» Problem to work on: Pull out each line below that contains the word "pixels".

»»

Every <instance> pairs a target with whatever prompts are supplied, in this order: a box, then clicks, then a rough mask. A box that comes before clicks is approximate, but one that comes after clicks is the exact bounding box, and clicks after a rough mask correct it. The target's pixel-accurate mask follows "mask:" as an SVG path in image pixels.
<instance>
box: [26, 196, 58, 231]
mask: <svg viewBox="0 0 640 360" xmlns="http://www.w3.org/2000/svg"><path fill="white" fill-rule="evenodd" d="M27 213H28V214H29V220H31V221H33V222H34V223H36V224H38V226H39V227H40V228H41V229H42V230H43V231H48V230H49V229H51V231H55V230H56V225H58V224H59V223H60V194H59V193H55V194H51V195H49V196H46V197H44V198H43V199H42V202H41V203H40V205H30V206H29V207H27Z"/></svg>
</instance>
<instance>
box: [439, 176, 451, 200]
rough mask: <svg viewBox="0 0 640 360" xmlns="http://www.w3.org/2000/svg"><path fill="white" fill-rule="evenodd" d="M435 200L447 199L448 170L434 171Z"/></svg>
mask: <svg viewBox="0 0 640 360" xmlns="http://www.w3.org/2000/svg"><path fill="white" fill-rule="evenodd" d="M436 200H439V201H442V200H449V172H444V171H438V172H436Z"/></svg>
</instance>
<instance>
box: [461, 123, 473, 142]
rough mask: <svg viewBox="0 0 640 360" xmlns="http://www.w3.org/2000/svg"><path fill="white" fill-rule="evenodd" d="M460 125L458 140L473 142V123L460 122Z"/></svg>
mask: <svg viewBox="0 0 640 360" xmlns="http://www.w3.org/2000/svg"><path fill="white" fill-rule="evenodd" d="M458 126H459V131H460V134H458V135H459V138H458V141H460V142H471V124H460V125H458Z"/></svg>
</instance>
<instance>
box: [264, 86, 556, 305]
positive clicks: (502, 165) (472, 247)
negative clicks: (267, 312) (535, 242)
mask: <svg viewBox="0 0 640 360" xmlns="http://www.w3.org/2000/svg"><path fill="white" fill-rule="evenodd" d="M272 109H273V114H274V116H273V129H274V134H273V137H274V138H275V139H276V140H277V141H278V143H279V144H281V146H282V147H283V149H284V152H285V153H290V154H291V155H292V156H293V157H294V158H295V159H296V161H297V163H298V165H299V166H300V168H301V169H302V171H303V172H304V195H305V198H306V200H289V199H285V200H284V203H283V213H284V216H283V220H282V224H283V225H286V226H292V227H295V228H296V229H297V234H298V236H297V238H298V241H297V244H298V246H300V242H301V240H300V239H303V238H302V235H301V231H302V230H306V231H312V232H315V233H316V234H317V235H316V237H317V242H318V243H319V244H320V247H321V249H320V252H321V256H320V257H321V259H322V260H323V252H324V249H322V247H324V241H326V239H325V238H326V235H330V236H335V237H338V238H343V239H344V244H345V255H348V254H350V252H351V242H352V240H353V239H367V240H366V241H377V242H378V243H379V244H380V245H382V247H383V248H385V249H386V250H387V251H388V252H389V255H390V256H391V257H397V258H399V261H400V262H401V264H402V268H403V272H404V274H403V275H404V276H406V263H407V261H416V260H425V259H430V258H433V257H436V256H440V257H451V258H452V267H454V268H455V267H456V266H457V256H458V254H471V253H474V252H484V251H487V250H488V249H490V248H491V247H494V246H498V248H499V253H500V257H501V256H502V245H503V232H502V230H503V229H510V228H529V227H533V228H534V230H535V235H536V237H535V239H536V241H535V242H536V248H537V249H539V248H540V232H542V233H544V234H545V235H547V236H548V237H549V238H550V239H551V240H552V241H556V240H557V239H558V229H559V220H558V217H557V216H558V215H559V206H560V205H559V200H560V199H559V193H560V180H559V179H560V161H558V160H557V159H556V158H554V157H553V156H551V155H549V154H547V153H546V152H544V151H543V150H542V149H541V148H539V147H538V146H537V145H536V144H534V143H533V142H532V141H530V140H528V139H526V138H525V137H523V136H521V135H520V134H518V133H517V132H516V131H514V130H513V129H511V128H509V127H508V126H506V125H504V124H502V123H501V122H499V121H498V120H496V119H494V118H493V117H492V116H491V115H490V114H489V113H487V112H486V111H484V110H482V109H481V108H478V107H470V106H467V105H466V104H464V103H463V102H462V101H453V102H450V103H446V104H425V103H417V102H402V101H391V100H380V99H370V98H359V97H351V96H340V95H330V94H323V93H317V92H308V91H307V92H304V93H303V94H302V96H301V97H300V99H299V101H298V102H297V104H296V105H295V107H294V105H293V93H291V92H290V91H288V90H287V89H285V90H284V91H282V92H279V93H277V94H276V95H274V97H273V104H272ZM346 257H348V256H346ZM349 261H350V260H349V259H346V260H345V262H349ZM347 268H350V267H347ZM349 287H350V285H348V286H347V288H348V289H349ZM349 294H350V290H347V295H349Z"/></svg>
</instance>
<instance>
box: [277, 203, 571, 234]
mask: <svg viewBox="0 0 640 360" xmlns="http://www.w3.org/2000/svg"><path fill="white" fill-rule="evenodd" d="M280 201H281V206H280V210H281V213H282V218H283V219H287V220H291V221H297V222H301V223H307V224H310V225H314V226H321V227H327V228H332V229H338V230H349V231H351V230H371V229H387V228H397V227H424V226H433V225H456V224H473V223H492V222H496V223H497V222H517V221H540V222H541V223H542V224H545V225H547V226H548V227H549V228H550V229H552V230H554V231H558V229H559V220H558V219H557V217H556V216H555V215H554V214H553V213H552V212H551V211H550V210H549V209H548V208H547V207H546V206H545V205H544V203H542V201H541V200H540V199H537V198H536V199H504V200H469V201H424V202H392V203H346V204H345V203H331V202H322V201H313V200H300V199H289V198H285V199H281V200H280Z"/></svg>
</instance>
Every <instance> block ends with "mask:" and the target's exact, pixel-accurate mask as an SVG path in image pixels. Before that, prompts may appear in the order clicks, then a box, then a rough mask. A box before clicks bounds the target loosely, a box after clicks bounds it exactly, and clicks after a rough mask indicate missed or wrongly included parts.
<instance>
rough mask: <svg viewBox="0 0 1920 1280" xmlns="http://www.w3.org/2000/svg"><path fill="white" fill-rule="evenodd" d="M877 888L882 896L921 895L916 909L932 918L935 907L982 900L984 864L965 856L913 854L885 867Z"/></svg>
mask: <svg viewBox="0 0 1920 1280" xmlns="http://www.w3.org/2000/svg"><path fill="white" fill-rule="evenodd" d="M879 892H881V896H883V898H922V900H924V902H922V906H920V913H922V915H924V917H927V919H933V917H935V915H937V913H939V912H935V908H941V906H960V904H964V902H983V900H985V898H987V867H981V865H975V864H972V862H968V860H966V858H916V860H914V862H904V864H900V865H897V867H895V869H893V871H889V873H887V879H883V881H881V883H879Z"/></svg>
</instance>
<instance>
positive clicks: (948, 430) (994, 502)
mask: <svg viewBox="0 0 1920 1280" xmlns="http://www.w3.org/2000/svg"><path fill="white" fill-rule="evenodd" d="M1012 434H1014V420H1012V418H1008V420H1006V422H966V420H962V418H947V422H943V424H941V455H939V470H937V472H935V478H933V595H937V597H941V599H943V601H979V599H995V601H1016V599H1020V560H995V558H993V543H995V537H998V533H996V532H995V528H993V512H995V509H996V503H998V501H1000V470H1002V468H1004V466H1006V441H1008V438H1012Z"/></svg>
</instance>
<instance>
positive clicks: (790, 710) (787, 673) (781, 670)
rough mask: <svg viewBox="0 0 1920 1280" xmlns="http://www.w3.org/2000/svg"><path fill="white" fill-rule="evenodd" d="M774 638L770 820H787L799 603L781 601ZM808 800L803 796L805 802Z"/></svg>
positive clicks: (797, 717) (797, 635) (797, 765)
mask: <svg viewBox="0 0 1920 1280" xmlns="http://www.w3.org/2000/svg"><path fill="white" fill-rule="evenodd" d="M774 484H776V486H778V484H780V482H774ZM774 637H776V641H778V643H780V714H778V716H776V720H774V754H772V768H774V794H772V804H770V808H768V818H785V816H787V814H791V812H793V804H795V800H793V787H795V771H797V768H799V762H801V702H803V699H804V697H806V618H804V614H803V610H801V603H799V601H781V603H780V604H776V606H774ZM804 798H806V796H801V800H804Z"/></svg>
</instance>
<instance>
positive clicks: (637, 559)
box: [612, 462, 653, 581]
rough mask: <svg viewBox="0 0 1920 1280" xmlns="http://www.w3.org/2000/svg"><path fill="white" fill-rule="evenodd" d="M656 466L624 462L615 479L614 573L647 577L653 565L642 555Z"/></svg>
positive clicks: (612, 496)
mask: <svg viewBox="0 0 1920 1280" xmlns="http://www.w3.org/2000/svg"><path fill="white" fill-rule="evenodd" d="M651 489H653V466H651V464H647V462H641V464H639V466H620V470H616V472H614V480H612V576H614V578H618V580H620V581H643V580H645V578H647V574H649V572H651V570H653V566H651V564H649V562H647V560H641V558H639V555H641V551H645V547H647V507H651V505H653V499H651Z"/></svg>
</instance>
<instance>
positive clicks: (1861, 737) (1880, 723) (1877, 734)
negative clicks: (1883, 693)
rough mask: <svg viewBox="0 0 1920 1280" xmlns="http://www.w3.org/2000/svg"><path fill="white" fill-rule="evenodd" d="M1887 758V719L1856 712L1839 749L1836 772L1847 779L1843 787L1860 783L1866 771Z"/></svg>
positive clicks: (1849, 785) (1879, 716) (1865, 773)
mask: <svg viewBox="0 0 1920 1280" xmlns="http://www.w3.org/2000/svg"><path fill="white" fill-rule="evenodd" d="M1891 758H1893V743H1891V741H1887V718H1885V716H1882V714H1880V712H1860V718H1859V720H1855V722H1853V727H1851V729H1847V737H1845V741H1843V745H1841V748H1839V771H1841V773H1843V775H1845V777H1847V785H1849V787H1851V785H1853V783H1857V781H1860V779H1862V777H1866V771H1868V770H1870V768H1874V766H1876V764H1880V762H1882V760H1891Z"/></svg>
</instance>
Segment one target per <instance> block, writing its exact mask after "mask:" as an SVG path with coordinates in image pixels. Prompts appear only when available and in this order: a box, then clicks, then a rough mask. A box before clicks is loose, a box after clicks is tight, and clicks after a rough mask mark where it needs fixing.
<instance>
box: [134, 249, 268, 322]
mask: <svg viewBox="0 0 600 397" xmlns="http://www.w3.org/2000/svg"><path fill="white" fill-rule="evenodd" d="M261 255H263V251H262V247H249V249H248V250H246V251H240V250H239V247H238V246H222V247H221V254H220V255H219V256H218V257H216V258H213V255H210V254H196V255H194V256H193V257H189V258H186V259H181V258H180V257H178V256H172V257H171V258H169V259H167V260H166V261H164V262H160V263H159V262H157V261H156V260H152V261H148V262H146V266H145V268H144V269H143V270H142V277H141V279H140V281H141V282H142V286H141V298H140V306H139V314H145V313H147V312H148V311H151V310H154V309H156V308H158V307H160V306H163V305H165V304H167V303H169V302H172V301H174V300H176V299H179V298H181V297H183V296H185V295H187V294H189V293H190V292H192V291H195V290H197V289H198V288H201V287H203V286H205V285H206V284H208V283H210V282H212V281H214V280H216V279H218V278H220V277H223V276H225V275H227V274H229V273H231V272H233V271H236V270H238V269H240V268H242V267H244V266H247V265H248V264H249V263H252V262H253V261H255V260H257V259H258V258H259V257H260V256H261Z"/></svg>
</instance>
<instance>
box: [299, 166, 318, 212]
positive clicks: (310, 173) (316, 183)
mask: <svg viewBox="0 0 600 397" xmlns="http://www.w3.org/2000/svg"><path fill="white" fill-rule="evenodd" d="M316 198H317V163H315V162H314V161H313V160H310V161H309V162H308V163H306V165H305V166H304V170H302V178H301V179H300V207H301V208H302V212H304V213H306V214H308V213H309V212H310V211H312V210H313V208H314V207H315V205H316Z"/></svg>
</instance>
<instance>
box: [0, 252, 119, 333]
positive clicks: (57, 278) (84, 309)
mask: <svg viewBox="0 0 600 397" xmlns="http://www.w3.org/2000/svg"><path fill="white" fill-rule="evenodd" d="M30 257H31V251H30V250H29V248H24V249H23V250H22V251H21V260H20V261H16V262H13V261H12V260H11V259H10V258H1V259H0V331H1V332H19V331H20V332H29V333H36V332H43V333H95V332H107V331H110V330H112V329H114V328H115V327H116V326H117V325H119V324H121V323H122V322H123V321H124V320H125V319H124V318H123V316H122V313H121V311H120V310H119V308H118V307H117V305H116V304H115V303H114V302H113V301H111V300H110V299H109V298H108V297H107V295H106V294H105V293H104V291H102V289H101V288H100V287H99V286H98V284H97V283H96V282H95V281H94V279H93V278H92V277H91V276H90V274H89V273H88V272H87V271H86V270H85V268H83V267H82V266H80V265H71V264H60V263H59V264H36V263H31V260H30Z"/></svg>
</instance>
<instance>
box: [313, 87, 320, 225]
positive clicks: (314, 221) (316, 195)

««

» Exercise result:
Every <instance> pairs a target with whatever prompts are supplied, in this order: a box, then clicks, then a rough mask. A box that comes before clicks is approximate, but one that comes after clicks is the exact bounding box, and clicks after a rough mask correct it. The target's pixel-accurate mask follows "mask:" as an SVG path in image pixels.
Every <instance> block ends with "mask:" and the target's exact, pixel-accurate mask as an SVG path in image pixels. Before that, prompts may appear in the order clicks, then a box, then a rough mask. A box before clicks bounds the target loosely, a box after clicks bounds it exactly, and clicks after a rough mask indicate missed or wrongly included parts.
Segment one target per <instance> block, writing its exact mask after "mask:" as an SVG path with coordinates in image pixels. Prompts appear only when available and in this order: a box, then clicks, then a rough mask. A box before clicks is loose, a box after clicks is tight, and clicks after a rough mask mark where it needs fixing.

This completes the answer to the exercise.